* [REQUIRED WORK] Reproduce the listing below without any change.

* [RECORDS FOR THIS EXERCISE]
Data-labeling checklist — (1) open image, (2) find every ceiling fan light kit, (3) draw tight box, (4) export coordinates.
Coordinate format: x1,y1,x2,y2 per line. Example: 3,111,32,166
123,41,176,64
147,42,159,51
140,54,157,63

* [TASK OUTPUT]
Data-labeling checklist — (1) open image, (2) find every ceiling fan light kit, (3) draw tight box, (4) export coordinates.
Coordinate format: x1,y1,x2,y2 per line. Example: 3,111,32,166
123,41,176,64
147,42,159,51
140,54,157,63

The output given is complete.